What is required: Print all of the records below verbatim, omitting the pictures.

Given records:
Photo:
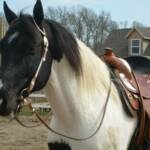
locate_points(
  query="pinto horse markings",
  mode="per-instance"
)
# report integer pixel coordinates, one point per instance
(76, 82)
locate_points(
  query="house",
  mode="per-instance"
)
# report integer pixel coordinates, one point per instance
(129, 42)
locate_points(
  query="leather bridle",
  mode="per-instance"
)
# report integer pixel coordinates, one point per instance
(27, 91)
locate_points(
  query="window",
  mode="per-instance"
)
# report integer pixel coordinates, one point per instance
(135, 47)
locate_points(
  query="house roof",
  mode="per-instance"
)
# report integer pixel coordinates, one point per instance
(118, 42)
(143, 31)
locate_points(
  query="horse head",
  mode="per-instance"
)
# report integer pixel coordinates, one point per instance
(21, 51)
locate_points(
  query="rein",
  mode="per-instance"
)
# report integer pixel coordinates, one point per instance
(26, 92)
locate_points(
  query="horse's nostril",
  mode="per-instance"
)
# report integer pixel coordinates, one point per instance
(1, 101)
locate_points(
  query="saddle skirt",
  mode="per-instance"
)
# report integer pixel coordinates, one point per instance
(133, 75)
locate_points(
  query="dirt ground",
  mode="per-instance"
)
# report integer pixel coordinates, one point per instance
(15, 137)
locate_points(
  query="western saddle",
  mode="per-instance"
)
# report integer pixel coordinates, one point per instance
(133, 76)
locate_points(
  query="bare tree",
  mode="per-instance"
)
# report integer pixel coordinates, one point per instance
(88, 26)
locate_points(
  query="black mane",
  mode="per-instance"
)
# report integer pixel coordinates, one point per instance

Response to this exercise:
Photo:
locate_points(
  query="pinto horse markings",
  mode="per-instance"
)
# report integer pixel coordinates, one point per instance
(76, 82)
locate_points(
  query="house",
  mode="per-instance"
)
# report integer pixel coordinates, one point per instance
(129, 42)
locate_points(
  query="leather bridle",
  mode="per-instance"
)
# report integer pixel coordinates, one point per instance
(27, 91)
locate_points(
  query="window",
  mode="per-instance"
)
# report integer pixel coordinates, one point per instance
(135, 47)
locate_points(
  query="house roof",
  mode="per-instance"
)
# report integer pixel coordinates, one point per instance
(118, 42)
(143, 31)
locate_points(
  query="horse head",
  mode="per-instance"
)
# report integer pixel coordinates, one point per instance
(21, 51)
locate_points(
  query="rein",
  mode="per-instance"
)
# report integer pixel coordinates, one point per instance
(26, 92)
locate_points(
  query="horse's nostril",
  mode="per-instance"
)
# report integer pixel coordinates, one point per instance
(1, 101)
locate_points(
  query="saddle skirt",
  mode="per-instance"
)
# report integer pixel coordinates, one point per instance
(133, 75)
locate_points(
  query="dirt ground",
  mode="per-instance"
)
# report integer pixel coordinates, one point per instance
(15, 137)
locate_points(
  query="western saddle",
  mode="per-instance"
)
# report integer pixel coordinates, one point per instance
(133, 76)
locate_points(
  query="bare tree",
  mode="per-instance"
)
# report integer pixel coordinates, one point per instance
(88, 26)
locate_points(
  query="black mane",
  mode="per-instance"
)
# report integer pixel coordinates, one point per instance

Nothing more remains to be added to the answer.